Supplied passage:
———

Romania – Vaslui County – Bârlad
Bârlad [bɨrˈlad] is a town, located in Vaslui county, eastern Romania. It lies on the banks of the Bârlad River, which waters the high plains of Moldavia.
In the vicinity of the modern town are ruins of a Roman camp. The town served as the residence of the princes of Moldavia in the 14th century, and ruins from that period remain popular tourist attractions. The Royal Church, first erected during the reign of Basil, has been rebuilt and restored numerous times since the 17th century. Bârlad is also the site of the Vasile Pârvan Museum. Named for Romanian archaeologist Vasile Pârvan, it houses an eclectic collection that ranges from Romanian folk art to exhibits on the town’s famous citizens. The city is the birthplace of Romanian Domnitor (Ruler) and diplomat Alexandru Ioan Cuza.
The economy of the modern town is based on light industry, notably textiles. Pop. (2010 est.) 69,049. At Bârlad the railway from Iași diverges, one branch skirting the river Siret, the other skirting the Prut; both reunite at Galați. Along with a maze of narrow and winding streets, Bârlad features several notable modern buildings, including the hospital administered by the Saint Spiridion Foundation of Iași.
Scholars continue to debate the origin of the city’s name. The Hypatian Codex mentions a market town called Berlad, and some historians, influenced by a document Bogdan Petriceicu Hasdeu published in the 19th century, have tried to link this town and its inhabitants (variously considered Romanians, East Slavs or an amalgam) with the Moldavian Bârlad. Ioan Bogdandemonstrated that the Hasdeu document was false, thus invalidating the hypothesis. Like Siret and Suceava, the medieval town took its name from the adjacent river, but nothing more can be said for certain. Constantin Cihodaru linked the name, of possible Hungarian origin, to a Slavic word (berlo — “rod”, “cottage” or birlo — “swamp”), to which was added the Hungarian suffix -d, also found, for example, in the names Cenad, Arad, Tușnad and Tășnad. Supporting this notion is the historic presence of a significant Hungarian community, with traditions recalling the fight against the Tatars in the mid-14th century.
During World War II, Bârlad was captured on 24 August 1944 by Soviet troops of the 2nd Ukrainian Front in the course of the Jassy–Kishinev Offensive.

———

Required work: According to the passage on Bârlad, on what date did Soviet troops capture the town during World War II? The data have no connection to the passage on Bârlad.

Supplied entries:
———

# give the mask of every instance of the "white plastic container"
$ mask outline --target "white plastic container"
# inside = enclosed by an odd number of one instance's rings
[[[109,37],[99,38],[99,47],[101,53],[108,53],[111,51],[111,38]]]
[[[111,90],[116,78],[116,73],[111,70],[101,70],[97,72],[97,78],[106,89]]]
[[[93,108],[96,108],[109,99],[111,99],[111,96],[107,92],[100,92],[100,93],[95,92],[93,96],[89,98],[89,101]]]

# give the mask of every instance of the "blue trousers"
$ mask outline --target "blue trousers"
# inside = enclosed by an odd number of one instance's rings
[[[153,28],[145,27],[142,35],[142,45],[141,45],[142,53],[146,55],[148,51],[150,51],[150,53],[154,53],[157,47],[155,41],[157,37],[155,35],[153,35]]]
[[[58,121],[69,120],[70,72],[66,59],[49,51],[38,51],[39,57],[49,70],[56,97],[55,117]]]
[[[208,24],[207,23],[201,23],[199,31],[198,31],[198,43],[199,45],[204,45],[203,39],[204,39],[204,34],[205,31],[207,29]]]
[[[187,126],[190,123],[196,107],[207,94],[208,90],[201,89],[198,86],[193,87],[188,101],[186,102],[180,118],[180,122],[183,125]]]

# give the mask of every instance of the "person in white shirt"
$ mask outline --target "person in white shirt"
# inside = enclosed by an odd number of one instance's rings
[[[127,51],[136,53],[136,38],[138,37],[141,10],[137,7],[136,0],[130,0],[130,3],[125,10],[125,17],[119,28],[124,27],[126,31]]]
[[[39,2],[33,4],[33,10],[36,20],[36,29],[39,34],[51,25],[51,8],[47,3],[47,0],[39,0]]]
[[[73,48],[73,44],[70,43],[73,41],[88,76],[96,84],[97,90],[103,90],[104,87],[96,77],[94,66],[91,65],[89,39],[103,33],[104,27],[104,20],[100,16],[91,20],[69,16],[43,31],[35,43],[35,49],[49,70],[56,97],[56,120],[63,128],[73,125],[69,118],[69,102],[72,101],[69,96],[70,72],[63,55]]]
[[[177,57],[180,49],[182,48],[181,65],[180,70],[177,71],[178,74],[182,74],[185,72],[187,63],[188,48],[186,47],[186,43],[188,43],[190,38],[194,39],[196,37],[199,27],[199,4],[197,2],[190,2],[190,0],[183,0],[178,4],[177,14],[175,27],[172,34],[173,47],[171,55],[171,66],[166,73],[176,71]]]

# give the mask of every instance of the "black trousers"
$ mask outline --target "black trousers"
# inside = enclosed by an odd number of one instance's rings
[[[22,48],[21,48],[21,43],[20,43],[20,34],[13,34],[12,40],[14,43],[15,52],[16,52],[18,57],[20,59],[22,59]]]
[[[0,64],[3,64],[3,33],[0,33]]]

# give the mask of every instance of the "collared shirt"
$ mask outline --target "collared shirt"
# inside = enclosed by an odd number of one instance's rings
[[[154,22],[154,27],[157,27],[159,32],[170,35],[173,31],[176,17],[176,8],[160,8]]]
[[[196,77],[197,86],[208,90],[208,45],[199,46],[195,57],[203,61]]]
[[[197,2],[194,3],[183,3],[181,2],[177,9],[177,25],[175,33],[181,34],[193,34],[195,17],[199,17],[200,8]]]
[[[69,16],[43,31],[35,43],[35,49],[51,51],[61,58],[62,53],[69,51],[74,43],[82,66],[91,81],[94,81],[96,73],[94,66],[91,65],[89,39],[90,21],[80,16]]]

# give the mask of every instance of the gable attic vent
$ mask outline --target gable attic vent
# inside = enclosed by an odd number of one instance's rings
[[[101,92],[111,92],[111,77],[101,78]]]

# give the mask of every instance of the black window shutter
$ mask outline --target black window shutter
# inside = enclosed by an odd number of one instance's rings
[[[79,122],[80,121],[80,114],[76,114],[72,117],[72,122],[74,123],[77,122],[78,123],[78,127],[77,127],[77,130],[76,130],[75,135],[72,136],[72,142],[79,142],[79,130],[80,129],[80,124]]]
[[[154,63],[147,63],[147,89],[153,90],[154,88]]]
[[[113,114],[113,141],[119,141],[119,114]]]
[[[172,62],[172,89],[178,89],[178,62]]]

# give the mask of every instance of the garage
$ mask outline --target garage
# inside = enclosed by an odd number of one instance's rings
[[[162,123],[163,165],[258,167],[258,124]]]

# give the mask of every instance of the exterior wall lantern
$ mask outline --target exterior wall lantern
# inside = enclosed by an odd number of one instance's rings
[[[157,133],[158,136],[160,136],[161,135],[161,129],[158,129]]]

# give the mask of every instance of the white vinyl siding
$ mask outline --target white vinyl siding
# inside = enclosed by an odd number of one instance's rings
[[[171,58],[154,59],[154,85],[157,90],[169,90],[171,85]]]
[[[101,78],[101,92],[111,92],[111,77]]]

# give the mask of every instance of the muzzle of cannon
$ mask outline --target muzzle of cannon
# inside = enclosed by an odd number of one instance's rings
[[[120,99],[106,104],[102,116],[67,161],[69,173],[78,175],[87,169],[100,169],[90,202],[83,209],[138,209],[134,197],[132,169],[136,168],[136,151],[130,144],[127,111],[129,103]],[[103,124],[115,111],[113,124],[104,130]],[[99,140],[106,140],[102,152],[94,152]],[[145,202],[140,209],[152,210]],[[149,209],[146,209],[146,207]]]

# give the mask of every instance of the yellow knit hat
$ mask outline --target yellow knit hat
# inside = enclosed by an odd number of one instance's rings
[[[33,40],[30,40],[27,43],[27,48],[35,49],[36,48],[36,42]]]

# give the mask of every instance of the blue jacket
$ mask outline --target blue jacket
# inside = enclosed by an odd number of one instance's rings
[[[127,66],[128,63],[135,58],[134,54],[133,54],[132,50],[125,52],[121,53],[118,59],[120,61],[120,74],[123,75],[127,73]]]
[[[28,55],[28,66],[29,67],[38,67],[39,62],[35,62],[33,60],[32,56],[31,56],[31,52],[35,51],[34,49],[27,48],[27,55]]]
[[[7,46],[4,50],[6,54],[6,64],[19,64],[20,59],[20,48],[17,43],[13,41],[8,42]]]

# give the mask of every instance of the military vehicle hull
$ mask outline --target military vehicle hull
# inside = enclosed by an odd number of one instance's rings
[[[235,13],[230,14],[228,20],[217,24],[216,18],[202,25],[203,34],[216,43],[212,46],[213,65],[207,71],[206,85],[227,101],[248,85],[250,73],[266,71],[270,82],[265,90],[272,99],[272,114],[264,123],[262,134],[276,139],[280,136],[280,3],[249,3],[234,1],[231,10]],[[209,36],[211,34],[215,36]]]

———

Solution below: 24 August 1944